Re: Language Identifier List up for comments

I do see your point, but I'm not sure what language tag will help in 
your scenarios.


>>I disagree on this point. There are Central Asian languages (e.g. 
>>Uzbek) which can be written in three scripts (Roman, Cyrillic, 
>>Arabic), yet they are not called different languages.
>
>You are misinterpreting my point.  When a language is written, it 
>has a script (or writing system, some might prefer).  What that 
>script _is_ is another matter.  _That_ it is, is my point.  Which is 
>one reason why "zh" alone is unhelpful for actual, practical 
>application.  If I am a browser and I get a page that says it's 
>"zh", I don't know what to do. I don't know what to match it to, I 
>don't know what font to load,

Currently, I believe that the encoding tag (e.g. "gb5") plus the 
actual characters tells the browsers what to display with or without 
a language tag. If you have a page tagged correctly for language BUT 
forget the encoding tag, you are in trouble generally speaking. But 
if you forget the language tag but include the encoding tag, usually 
you will get good results visually.

>  I don't know what voice synthesizer to load.  I have to guess or 
>make assumptions or run some additional heuristics.

And this is where I think the language tag is most valid. Because of 
the way the Chinese script (Simple/Traditional) is designed, it may 
be a bit "language blind" in some cases.

A speaker in Hong Kong seeing the characters may read it in Cantonese 
(zh-, but a speaker in Beiging may read it in Mandarin Chinese. You 
could design a speech synthesizer which reads aloud either depending 
on user preferences. This is why I claim that you may be stuck 
without a specific language code.

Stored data

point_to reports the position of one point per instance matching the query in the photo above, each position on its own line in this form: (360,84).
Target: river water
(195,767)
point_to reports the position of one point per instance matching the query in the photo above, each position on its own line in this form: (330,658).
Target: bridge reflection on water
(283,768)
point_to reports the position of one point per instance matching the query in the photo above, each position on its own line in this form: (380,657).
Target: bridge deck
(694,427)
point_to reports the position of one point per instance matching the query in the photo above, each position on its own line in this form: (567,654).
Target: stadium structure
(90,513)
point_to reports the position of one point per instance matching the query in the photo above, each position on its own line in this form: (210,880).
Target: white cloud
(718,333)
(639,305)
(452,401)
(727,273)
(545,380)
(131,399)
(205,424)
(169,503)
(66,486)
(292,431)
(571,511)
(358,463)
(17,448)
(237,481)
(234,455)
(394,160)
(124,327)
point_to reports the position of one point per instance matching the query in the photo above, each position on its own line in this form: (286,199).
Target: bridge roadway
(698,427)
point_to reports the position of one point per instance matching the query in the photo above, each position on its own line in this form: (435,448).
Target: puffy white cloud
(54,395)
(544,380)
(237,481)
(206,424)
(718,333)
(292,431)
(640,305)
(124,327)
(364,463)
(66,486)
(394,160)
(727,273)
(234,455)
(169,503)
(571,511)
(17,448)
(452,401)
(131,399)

[WORK TO DO]
(1) Rewrite the part of the message on language tags between "A speaker in Hong" and "specific language code.", inclusive, replacing "speech synthesizer" with "text-to-speech engine".
(2) Put the stored data rows into a numbered list, starting with the line that contains "this form: (210,880)." and continuing through the last row, both ends included. Omit blank lines.

[ANSWERS FOR THIS EXERCISE]
(1)
A speaker in Hong Kong seeing the characters may read it in Cantonese 
(zh-, but a speaker in Beiging may read it in Mandarin Chinese. You 
could design a text-to-speech engine which reads aloud either depending 
on user preferences. This is why I claim that you may be stuck 
without a specific language code.

(2)
1. point_to reports the position of one point per instance matching the query in the photo above, each position on its own line in this form: (210,880).
2. Target: white cloud
3. (718,333)
4. (639,305)
5. (452,401)
6. (727,273)
7. (545,380)
8. (131,399)
9. (205,424)
10. (169,503)
11. (66,486)
12. (292,431)
13. (571,511)
14. (358,463)
15. (17,448)
16. (237,481)
17. (234,455)
18. (394,160)
19. (124,327)
20. point_to reports the position of one point per instance matching the query in the photo above, each position on its own line in this form: (286,199).
21. Target: bridge roadway
22. (698,427)
23. point_to reports the position of one point per instance matching the query in the photo above, each position on its own line in this form: (435,448).
24. Target: puffy white cloud
25. (54,395)
26. (544,380)
27. (237,481)
28. (206,424)
29. (718,333)
30. (292,431)
31. (640,305)
32. (124,327)
33. (364,463)
34. (66,486)
35. (394,160)
36. (727,273)
37. (234,455)
38. (169,503)
39. (571,511)
40. (17,448)
41. (452,401)
42. (131,399)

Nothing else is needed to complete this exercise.